- [Problem 1]: In the article on Cohen's talk, who is the dean of the Elliott School?
- [Problem 2]: Rewrite the entries from the line containing "Query: brown branching coral" down to the line containing "114), (68, 140)]]", swapping "branching" for "forked" and leaving everything else unchanged. Return only those lines.

- [Given text]:
[Start]

Cohen said computer “hackers” present a threat to U.S. defense systems.
“We need to protect the critical infrastructure of the U.S.,” he said. “(Hackers) can attack vital systems, which have the possibilities of creating chaos and catastrophes.”
Cohen said political leaders in the United States should continue to engage Russia and China in discussions about peace.
He criticized U.S. media for preventing personal engagement with other countries, claiming press criticism of political junkets often keeps politicians from traveling to other countries. Cohen said civil servants need a more global experience to deal with international issues.
“We need to weave these invisible webs of friendships on a personal basis,” he said.
Cohen responded to a question from a student concerning the controversial School of the Americas, saying the United States is not interested in promoting atrocities. Opponents of the school say the U.S.-sponsored military school promotes killings and violence abroad.
“We are interested in encouraging skillful, not barbaric military practices,” Cohen said.
Cohen was the inaugural speaker in a lecture series sponsored by GW alumnus Robert J. Pelosky, Jr. The series, created to attract prominent speakers to GW’s Elliott School of International Affairs, will serve as a venue to raise debate on current issues around the world, said Harry Harding, dean of the Elliott School.
“This is to be a forum for us to learn together, interact together and leave inspired,” Harding said. “It will include some of the finest practitioners of international affairs.”

[End]

- [Input data]:
[Start]

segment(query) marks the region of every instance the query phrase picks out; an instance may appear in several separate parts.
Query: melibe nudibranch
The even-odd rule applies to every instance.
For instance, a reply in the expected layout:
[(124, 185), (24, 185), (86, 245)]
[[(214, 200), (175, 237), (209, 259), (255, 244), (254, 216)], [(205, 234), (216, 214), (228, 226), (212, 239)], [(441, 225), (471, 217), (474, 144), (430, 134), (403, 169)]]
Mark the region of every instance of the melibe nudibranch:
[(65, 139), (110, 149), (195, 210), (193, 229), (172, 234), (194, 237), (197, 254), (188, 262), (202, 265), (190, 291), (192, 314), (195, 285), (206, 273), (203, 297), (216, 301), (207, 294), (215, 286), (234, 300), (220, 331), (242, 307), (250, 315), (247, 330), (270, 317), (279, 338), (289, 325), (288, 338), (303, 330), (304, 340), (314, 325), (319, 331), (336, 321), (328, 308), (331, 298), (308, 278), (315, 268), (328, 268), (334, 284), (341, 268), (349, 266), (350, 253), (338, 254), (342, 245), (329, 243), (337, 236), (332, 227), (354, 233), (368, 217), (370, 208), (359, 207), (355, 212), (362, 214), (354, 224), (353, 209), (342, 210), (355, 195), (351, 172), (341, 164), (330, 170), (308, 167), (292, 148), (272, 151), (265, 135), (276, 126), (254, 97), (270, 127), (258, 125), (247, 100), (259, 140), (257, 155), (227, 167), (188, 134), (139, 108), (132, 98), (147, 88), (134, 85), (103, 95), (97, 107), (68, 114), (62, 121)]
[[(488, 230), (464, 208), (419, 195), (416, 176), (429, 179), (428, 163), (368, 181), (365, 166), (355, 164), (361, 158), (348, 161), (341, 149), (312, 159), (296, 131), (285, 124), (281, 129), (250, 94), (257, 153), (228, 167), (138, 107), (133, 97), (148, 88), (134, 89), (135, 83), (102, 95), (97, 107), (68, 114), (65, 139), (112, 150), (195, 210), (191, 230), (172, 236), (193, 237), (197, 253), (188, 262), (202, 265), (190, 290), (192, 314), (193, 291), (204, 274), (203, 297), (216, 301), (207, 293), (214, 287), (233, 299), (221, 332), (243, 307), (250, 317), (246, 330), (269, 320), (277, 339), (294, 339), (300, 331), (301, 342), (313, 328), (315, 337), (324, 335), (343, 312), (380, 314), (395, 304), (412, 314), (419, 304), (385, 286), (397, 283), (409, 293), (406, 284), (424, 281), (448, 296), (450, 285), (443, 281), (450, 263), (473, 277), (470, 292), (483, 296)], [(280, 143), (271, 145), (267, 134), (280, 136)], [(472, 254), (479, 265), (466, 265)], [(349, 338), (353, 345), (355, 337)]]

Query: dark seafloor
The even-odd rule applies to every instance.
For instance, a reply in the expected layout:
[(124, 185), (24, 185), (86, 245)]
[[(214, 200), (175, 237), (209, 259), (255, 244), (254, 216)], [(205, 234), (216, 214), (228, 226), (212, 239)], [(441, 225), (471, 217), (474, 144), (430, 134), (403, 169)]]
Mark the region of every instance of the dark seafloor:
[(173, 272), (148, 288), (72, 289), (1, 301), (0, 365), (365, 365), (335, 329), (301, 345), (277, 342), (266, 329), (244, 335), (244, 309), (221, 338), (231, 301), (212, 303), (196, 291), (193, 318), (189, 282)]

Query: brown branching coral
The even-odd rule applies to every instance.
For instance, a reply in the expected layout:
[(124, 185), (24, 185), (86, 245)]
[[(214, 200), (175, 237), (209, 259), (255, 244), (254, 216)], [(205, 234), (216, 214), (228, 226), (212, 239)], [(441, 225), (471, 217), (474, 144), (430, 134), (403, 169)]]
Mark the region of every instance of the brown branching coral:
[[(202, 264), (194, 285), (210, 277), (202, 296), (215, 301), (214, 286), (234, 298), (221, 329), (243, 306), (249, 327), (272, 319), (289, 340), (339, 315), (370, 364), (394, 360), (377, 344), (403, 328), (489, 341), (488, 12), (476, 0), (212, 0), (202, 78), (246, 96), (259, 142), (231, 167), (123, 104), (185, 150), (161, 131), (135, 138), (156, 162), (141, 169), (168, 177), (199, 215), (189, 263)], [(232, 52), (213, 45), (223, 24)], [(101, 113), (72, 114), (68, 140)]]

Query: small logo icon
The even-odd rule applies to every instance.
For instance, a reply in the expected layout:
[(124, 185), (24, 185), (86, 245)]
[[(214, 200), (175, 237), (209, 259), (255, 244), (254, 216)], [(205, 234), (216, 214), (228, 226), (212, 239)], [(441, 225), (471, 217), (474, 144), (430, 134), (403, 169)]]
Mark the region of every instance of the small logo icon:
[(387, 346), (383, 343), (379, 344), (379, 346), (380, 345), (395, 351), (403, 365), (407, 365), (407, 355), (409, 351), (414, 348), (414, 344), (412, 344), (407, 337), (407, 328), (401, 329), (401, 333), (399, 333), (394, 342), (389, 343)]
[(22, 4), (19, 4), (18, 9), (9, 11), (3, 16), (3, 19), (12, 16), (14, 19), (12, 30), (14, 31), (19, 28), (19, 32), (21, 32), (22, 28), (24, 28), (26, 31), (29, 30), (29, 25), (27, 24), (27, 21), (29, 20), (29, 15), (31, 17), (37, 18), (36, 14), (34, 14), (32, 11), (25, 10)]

[End]

- [Answer 1]: Harry Harding

- [Answer 2]:
Query: brown forked coral
The even-odd rule applies to every instance.
For instance, a reply in the expected layout:
[(124, 185), (24, 185), (86, 245)]
[[(214, 200), (175, 237), (209, 259), (255, 244), (254, 216)], [(205, 234), (216, 214), (228, 226), (212, 239)], [(441, 225), (471, 217), (474, 144), (430, 134), (403, 169)]]
Mark the region of every instance of the brown forked coral:
[[(202, 264), (194, 285), (210, 277), (202, 296), (215, 301), (214, 286), (234, 298), (221, 329), (243, 306), (249, 327), (272, 319), (289, 340), (339, 315), (370, 364), (394, 360), (377, 344), (403, 328), (489, 341), (488, 12), (476, 0), (212, 0), (202, 78), (246, 96), (259, 142), (231, 167), (123, 104), (185, 150), (161, 131), (135, 138), (156, 162), (141, 169), (168, 177), (199, 215), (189, 263)], [(232, 52), (213, 45), (223, 24)], [(101, 113), (72, 114), (68, 140)]]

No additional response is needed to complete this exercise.